** Exercise brief **
Which lines run from the one containing "Target: black lamp post" to the end of the entries? Copy them exactly, both ends included, and give nothing else.

** Input **
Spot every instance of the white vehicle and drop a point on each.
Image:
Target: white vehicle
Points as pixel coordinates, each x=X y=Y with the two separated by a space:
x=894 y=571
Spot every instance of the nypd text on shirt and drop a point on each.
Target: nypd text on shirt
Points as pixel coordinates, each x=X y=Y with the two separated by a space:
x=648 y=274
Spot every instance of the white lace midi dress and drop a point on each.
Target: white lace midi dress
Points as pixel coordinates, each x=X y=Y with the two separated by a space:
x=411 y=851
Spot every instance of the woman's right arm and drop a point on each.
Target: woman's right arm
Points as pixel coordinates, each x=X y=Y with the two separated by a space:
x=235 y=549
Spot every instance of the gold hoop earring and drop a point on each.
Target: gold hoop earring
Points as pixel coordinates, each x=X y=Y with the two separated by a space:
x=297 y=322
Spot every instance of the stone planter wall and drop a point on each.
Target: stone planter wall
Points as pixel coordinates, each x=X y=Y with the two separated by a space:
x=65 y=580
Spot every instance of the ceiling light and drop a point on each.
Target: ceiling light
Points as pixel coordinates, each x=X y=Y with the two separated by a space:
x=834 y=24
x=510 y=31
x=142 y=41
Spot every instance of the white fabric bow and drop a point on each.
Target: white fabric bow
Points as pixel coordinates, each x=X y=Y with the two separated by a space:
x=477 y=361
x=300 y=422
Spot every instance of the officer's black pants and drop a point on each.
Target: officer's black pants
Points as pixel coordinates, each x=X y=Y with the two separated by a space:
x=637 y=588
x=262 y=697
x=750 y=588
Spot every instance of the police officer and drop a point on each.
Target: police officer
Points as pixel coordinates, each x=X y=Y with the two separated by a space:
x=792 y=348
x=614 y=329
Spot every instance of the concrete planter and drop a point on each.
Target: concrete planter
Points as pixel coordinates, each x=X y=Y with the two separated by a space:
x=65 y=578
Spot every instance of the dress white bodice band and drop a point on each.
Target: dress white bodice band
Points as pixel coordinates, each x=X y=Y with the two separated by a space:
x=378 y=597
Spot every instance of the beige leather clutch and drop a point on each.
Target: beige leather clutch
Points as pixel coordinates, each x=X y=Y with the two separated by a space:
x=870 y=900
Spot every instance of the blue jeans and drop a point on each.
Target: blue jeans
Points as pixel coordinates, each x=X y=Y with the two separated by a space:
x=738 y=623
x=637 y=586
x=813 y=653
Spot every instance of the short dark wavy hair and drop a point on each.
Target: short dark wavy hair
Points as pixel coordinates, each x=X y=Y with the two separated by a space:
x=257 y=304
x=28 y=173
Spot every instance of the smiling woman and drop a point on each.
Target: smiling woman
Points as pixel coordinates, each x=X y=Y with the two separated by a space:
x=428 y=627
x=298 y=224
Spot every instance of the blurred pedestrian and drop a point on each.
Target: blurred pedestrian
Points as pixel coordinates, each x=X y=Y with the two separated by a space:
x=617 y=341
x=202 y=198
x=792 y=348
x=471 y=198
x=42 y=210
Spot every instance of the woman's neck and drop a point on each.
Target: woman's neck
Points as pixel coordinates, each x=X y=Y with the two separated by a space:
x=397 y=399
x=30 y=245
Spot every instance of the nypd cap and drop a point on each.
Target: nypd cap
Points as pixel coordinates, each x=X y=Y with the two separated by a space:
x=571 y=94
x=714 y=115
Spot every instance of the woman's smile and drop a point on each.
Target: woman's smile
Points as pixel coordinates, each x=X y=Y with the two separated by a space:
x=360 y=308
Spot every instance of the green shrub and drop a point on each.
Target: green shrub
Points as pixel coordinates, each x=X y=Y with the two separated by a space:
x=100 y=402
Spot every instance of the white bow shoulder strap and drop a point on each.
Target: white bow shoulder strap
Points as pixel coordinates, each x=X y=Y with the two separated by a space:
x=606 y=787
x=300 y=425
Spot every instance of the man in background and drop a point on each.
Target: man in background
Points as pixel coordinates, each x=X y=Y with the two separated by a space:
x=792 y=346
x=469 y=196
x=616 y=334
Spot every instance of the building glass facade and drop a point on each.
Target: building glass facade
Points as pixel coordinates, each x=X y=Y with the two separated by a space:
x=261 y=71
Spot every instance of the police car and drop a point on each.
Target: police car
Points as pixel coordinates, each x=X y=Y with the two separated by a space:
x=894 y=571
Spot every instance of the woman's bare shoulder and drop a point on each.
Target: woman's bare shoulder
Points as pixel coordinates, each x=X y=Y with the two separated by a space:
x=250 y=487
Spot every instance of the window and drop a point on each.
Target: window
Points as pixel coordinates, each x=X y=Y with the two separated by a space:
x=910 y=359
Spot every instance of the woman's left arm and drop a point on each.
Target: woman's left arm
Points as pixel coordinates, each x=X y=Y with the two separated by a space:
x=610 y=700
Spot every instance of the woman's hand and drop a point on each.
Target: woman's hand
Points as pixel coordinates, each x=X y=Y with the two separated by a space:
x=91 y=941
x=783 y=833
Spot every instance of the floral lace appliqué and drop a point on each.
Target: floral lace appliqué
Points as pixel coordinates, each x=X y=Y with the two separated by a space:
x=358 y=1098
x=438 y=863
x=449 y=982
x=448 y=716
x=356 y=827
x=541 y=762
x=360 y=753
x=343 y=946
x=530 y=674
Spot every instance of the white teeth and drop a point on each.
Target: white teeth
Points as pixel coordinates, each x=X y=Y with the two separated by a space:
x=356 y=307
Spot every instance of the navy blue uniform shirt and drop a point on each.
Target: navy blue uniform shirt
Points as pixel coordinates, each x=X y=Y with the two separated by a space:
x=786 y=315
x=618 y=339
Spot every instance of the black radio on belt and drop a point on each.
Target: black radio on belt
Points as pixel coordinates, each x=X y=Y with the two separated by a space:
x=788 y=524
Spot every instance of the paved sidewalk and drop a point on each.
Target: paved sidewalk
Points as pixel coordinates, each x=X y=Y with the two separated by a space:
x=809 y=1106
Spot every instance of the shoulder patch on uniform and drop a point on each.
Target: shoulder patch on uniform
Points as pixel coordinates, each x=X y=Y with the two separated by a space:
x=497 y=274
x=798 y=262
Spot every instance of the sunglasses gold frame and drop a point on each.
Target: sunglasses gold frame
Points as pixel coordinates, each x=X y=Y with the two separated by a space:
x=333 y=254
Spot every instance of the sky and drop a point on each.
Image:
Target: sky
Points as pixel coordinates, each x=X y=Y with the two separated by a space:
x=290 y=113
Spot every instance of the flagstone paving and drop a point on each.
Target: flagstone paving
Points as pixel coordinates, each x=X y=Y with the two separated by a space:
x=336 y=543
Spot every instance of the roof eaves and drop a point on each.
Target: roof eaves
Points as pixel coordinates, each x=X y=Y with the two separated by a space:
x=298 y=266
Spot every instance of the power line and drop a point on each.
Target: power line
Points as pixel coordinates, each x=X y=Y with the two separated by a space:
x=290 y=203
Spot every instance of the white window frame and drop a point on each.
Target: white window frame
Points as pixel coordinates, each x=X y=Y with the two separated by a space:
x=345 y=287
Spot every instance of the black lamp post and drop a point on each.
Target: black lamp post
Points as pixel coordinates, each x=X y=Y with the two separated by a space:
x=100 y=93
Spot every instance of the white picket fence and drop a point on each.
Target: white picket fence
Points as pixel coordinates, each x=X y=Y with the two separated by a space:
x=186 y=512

** Response **
Target: black lamp post
Points as pixel coordinates, each x=X y=Y with the two separated by a space:
x=100 y=93
Spot every instance of the white picket fence and drop a point on each.
Target: white picket fence
Points as pixel coordinates, each x=X y=Y with the two separated by a space:
x=186 y=512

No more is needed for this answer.